▶ **WRITTEN REQUEST 1**
Reproduce the piece of the climate passage below word for word: begin at the words "Buffett said that" and stop after the words "each in turn.".

▶ **DOCUMENT PASSAGE**

^^^^^^^^

Dr. James Hansen, a climate science professor at Columbia University, called upon Buffett to consider making a public statement in favor of “a revenue-neutral gradually-rising carbon fee,” suggesting that that such a carbon tax would spark private sector investments in clean energy.

“We are now close to a point of handing young people a situation that will be out of control, with ice sheet disintegration and multimeter sea level rise during the lifetime of today’s young people, which would mean loss of coastal cities and economic devastation,” he warned. “Sea level rise would be irreversible on any time scale of interest to humanity.”

Buffett said that reinsurance is no longer the relationship business that it once was. “It’s much more a transactional business.”
Jim Jones, executive director of Katie School of Illinois State University, described hidden risks associated with climate change—stranded assets and liability risks. He also introduced the idea that reinsurers like Berkshire’s companies are destroying relationships with primary insurers when they perceive Berkshire’s “reinsurance as being just one-year contracts that can be repriced and withdrawn.”

“According to my count, 156 of your reinsurance customers have filed climate change disclosures. These customers are looking for long-term interests being protected by their reinsurer,” he said.

Munger and Science

Buffett responded to each in turn.

“Although we may differ on specifics…I don’t think you and I have any difference in the fact that [climate change] is important,” he told Hansen. “We are on the course that you think is certain and I think it’s probable.”

“The issue before the shareholders is not how I feel about whether climate change is real or whether a carbon tax is appropriate. It’s whether it poses a risk to our insurance business,” he said.

^^^^^^^^

▶ **THE RECORDS**
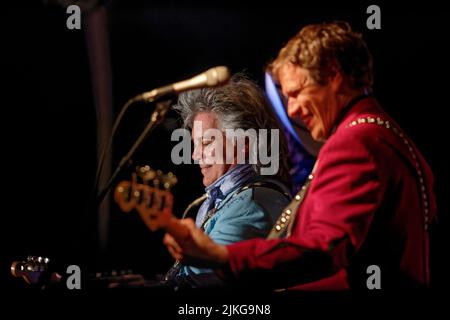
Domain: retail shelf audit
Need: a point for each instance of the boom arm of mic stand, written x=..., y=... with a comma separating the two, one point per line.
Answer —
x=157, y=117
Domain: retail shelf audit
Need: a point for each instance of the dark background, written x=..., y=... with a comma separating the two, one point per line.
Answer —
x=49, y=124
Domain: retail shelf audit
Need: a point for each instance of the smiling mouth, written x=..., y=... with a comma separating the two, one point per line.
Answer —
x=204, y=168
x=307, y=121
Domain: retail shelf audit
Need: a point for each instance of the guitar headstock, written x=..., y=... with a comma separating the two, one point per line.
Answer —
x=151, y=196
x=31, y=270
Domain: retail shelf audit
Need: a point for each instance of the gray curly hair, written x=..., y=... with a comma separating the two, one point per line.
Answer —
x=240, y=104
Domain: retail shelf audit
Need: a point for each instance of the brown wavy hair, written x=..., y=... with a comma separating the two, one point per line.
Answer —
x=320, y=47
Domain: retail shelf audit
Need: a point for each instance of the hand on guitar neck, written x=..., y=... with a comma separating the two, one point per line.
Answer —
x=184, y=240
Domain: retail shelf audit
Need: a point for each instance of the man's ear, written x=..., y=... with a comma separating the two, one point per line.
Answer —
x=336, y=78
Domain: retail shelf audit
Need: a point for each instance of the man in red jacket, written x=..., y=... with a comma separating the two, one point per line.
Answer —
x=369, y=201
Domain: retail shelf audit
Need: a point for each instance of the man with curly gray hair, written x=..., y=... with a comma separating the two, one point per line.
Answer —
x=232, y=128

^^^^^^^^

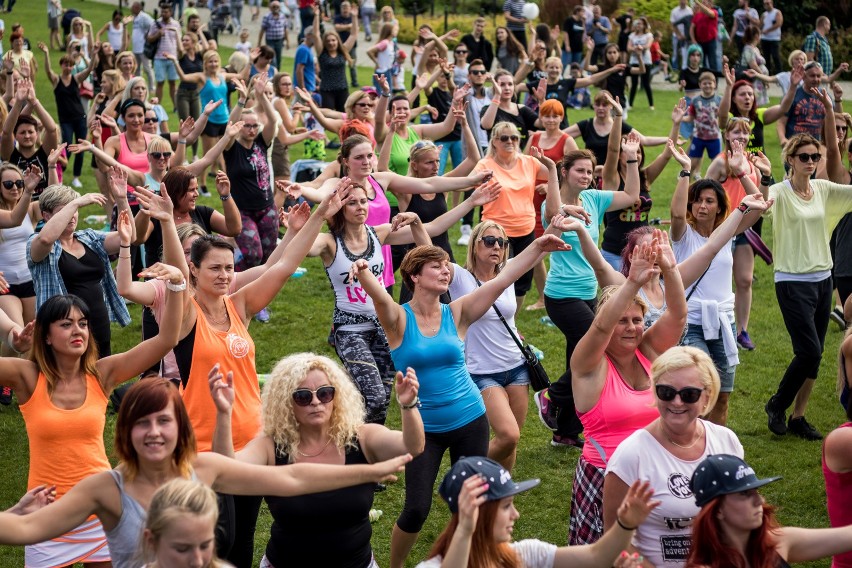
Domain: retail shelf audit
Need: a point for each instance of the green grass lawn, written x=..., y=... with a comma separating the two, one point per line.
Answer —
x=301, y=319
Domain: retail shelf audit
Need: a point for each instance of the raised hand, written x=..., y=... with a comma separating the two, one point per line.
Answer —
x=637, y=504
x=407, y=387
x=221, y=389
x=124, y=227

^^^^^^^^

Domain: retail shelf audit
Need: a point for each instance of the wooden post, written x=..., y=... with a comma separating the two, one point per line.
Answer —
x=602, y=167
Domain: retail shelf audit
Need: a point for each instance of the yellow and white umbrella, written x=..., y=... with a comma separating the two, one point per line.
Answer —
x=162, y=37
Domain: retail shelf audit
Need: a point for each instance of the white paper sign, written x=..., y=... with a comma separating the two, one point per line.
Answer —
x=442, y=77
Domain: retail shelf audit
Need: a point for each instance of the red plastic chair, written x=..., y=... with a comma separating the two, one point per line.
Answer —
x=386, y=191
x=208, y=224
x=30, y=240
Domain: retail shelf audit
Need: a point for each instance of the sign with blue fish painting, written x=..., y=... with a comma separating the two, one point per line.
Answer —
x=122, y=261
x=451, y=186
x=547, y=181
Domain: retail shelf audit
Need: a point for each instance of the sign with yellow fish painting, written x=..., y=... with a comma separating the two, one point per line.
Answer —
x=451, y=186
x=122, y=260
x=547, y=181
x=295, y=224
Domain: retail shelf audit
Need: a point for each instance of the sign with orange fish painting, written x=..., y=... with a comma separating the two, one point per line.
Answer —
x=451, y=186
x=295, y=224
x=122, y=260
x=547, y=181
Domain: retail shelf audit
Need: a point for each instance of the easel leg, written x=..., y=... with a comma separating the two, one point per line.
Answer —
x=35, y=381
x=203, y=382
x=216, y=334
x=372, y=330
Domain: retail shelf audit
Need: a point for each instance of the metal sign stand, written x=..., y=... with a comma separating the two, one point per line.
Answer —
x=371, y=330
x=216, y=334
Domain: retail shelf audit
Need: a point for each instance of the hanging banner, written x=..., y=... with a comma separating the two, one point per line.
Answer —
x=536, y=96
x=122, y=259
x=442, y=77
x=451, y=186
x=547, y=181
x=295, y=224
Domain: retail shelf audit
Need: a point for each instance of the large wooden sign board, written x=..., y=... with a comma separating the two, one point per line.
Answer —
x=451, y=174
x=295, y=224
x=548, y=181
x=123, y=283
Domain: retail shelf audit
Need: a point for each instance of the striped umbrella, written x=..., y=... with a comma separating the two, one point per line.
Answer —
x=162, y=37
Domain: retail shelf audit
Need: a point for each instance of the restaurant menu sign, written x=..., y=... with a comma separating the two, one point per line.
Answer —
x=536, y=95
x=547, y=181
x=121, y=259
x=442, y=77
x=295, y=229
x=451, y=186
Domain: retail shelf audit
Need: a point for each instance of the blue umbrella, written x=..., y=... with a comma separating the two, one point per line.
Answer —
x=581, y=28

^^^^^^^^

▶ **WRITTEN REQUEST 2**
Gather every line in the entries above that contains the string "white", treating uppercase and lowercase as different.

▶ **FINISHED ANSWER 1**
Buffett said that reinsurance is no longer the relationship business that it once was. “It’s much more a transactional business.”
Jim Jones, executive director of Katie School of Illinois State University, described hidden risks associated with climate change—stranded assets and liability risks. He also introduced the idea that reinsurers like Berkshire’s companies are destroying relationships with primary insurers when they perceive Berkshire’s “reinsurance as being just one-year contracts that can be repriced and withdrawn.”

“According to my count, 156 of your reinsurance customers have filed climate change disclosures. These customers are looking for long-term interests being protected by their reinsurer,” he said.

Munger and Science

Buffett responded to each in turn.

▶ **FINISHED ANSWER 2**
Need: a point for each instance of the yellow and white umbrella, written x=..., y=... with a comma separating the two, one point per line.
Need: a point for each instance of the white paper sign, written x=..., y=... with a comma separating the two, one point per line.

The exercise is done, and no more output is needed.